◆ DOCUMENT EXCERPT

Compared to the Watermen’s Almshouses, prominently sited on Penge High Street, Penge’s ‘other’ almshouses, the King William Naval Asylum on St. John’s Road, are positively retiring. But their story is just as interesting.
The Naval Asylum was made possible by the Queen Dowager Adelaide, widow of William IV.
William had been on the throne during the political turbulence of the early 1830s, at which time Adelaide had been very politically active herself, openly supporting the Tories and opposing Parliamentary reform. She had made herself highly unpopular. When William died and Victoria succeeded in 1837, Adelaide became Queen Dowager. She mostly – though not entirely – dropped her political intrigues, and concentrated on charitable works, and Penge was a beneficiary of this new generosity. In 1840-41 she agreed to contribute as patron to the Watermen’s and Lightermen’s Almshouses. And when in the mid-1840s she decided to establish a new set of almshouses to accommodate the widows of naval officers, Penge again was the chosen location.

◆ SET TASK A
Reproduce the passage on Penge's almshouses from "The Naval Asylum" up to and including "the chosen location.".
◆ SET TASK B
Translate this sentence from the passage on Penge's almshouses into French: "The Naval Asylum was made possible by the Queen Dowager Adelaide, widow of William IV."
◆ SET TASK C
Name every person mentioned by name in the passage on Penge's almshouses.
The entries after this point have no connection to the passage on Penge's almshouses.

[Excerpts of location labeling data]
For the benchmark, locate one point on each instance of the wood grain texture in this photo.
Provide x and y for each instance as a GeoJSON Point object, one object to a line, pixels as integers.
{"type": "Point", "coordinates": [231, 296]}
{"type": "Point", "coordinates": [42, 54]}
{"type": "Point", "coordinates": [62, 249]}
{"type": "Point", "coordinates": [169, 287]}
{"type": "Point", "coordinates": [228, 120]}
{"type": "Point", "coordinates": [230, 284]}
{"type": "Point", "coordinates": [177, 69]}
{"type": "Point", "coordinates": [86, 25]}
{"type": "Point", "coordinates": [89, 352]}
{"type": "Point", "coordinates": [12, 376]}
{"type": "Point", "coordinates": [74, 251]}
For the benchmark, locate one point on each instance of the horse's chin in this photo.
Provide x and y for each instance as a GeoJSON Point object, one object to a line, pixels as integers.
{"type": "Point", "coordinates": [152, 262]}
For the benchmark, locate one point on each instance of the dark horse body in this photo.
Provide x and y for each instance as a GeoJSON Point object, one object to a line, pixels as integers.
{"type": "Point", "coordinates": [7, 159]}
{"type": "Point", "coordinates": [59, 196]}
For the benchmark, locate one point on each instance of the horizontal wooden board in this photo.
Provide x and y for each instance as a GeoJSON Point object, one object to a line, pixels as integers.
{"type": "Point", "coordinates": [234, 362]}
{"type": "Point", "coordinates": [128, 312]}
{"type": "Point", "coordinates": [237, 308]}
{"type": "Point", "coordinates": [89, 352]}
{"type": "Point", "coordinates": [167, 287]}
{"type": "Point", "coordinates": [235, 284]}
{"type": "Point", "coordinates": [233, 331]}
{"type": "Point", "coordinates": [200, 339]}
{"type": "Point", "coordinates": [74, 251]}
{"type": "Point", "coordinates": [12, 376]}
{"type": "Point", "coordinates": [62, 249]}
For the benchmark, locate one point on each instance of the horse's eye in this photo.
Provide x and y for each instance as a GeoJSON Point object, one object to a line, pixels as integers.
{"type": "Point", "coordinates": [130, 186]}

◆ EXPECTED OUTPUT A
The Naval Asylum was made possible by the Queen Dowager Adelaide, widow of William IV.
William had been on the throne during the political turbulence of the early 1830s, at which time Adelaide had been very politically active herself, openly supporting the Tories and opposing Parliamentary reform. She had made herself highly unpopular. When William died and Victoria succeeded in 1837, Adelaide became Queen Dowager. She mostly – though not entirely – dropped her political intrigues, and concentrated on charitable works, and Penge was a beneficiary of this new generosity. In 1840-41 she agreed to contribute as patron to the Watermen’s and Lightermen’s Almshouses. And when in the mid-1840s she decided to establish a new set of almshouses to accommodate the widows of naval officers, Penge again was the chosen location.

◆ EXPECTED OUTPUT B
L'Asile naval a été rendu possible par la reine douairière Adélaïde, veuve de Guillaume IV.

◆ EXPECTED OUTPUT C
- William IV
- Adelaide
- Victoria